● EXERCISE: Please copy out the listing below line for line, without changing any of it.

Point annotation records:
----------------------------------------
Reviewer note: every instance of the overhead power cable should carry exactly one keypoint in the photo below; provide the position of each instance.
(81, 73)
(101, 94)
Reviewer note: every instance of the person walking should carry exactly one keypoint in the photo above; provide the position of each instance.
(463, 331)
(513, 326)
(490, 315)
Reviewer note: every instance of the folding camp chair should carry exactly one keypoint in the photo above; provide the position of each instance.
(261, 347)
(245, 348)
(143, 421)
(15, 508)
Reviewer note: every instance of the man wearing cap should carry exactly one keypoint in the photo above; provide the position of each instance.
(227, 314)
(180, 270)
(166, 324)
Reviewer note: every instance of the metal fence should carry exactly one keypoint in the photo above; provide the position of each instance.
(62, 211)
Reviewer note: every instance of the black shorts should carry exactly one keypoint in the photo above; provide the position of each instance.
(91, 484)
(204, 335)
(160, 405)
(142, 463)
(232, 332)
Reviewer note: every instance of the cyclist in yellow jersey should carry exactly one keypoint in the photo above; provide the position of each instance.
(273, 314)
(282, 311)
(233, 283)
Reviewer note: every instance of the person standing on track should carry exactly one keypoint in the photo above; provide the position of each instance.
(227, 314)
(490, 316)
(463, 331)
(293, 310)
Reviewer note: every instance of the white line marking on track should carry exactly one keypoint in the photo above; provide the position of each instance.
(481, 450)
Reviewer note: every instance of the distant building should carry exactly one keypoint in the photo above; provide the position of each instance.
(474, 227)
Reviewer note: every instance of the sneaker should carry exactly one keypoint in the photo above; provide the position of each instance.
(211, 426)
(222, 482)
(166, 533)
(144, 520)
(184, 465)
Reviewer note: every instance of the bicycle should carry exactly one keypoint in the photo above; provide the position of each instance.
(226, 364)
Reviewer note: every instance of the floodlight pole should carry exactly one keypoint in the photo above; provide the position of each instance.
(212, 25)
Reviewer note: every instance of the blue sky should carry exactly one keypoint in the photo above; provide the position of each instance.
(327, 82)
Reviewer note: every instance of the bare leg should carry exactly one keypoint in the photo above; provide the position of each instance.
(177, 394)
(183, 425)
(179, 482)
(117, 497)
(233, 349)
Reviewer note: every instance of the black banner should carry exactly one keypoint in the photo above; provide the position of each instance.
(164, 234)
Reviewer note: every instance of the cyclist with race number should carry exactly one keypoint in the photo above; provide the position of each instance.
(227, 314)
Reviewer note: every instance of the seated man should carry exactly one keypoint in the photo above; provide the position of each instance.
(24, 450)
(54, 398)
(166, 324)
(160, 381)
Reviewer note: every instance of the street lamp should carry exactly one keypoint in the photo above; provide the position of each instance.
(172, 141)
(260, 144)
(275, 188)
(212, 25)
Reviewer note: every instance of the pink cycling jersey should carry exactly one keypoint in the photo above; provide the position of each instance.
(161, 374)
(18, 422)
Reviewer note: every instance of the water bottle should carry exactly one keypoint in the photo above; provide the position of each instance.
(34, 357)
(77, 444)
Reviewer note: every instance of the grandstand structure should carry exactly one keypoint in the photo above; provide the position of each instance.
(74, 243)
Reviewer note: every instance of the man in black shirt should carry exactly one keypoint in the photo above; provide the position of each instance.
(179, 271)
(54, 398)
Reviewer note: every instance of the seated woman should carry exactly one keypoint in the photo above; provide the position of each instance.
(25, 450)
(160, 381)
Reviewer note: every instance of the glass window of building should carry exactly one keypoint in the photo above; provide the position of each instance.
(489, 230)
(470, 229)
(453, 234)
----------------------------------------
● TASK OUTPUT:
Reviewer note: every instance of the overhead power cable should carry exactly one keypoint in the photo below; provide the position of each instance.
(81, 73)
(101, 94)
Reviewer note: every instance of the person walking should carry exactly one keypoint in the photo above; provide the position of each instance.
(463, 331)
(513, 326)
(490, 315)
Reviewer note: every instance of the folding camp chair should carry exactly one keypoint in the photo above; provide the position of each instance.
(261, 347)
(245, 348)
(143, 421)
(15, 508)
Reviewer note: every instance of the man wearing cap should carry exactly one keypoint in the photo above; provide the position of each instance.
(227, 314)
(180, 270)
(166, 324)
Reviewer note: every instance of the metal fence should carry exactly one keypoint in the photo above; provide the position of each instance.
(62, 211)
Reviewer note: every instance of the black shorts should carry exactly one keypoint in the photo above; provide the position of each instance.
(91, 484)
(204, 335)
(160, 405)
(142, 463)
(232, 332)
Reviewer note: every instance of the cyclist in yellow jersey should carry exactly one keypoint in the photo above; provide the position of each instance.
(273, 314)
(282, 311)
(233, 283)
Reviewer note: every instance of the person standing on track should carry exactly one keypoint in the photo above; provide the position of each instance.
(227, 314)
(490, 316)
(463, 331)
(293, 310)
Reviewer note: every instance of the white line marking on track should carry exactly one keypoint in the photo above; provide the position of each instance.
(481, 450)
Reviewer note: every instance of the distant building should carry exactly one keypoint in the photo above; provide the position of each instance.
(474, 227)
Reviewer note: every instance of the sneaker should carry exactly one keypoint in the photo above; provide the position of each instance.
(211, 426)
(222, 482)
(166, 533)
(144, 520)
(184, 465)
Reviewer note: every instance of the bicycle should carry exactly one keypoint in the photo above; provide the position of each instance.
(226, 364)
Reviewer note: every instance of the floodlight pole should carry exactly one keypoint in the photo above; provide the position of each instance.
(212, 25)
Reviewer note: every instance of the blue sky should carry exactly one keypoint in the photo above; provide the position of each instance.
(327, 82)
Reviewer note: every instance of the bare leg should carry exactly one keypoint in the photo above; provide the position of each instance.
(177, 394)
(183, 425)
(179, 482)
(117, 497)
(233, 349)
Reviewer note: every instance of the black banner should carry exactly one keypoint in the photo above; provide the position of each instance.
(164, 234)
Reviewer note: every instance of the cyclist with race number should carry exactly one keypoint in the photo above; provide the position of each instance.
(227, 314)
Reviewer note: every instance of the seated man should carry exactly one keypoint in the photo above; provide the position of each instance.
(24, 450)
(54, 398)
(166, 324)
(160, 381)
Reviewer note: every instance of the street lamp should carry exactly one keypoint in the photo above; provide the position of each instance.
(172, 141)
(260, 144)
(275, 188)
(212, 25)
Reviewer note: every instance of the pink cycling jersey should carry exactly one keypoint in the photo above; provide the position of each instance.
(161, 374)
(18, 422)
Reviewer note: every instance of the water bottle should carry exactly one keypoint in the photo above; provide the position of each instance.
(34, 357)
(77, 444)
Reviewer note: every instance of the grandstand structure should carry exactly one keypoint in the photo above; provide the position of each instance.
(74, 243)
Reviewer note: every instance of the man in black shirt should carry exactly one keypoint in the photo above; provide the position of each instance.
(179, 271)
(54, 398)
Reviewer note: every instance of the seated woman should carry exactly one keypoint in the photo above; provide the position of each instance.
(25, 450)
(160, 381)
Reviewer note: every instance of the glass window of building should carry exactly one keypoint in the photo above; provide the position of each instance.
(489, 230)
(470, 229)
(453, 234)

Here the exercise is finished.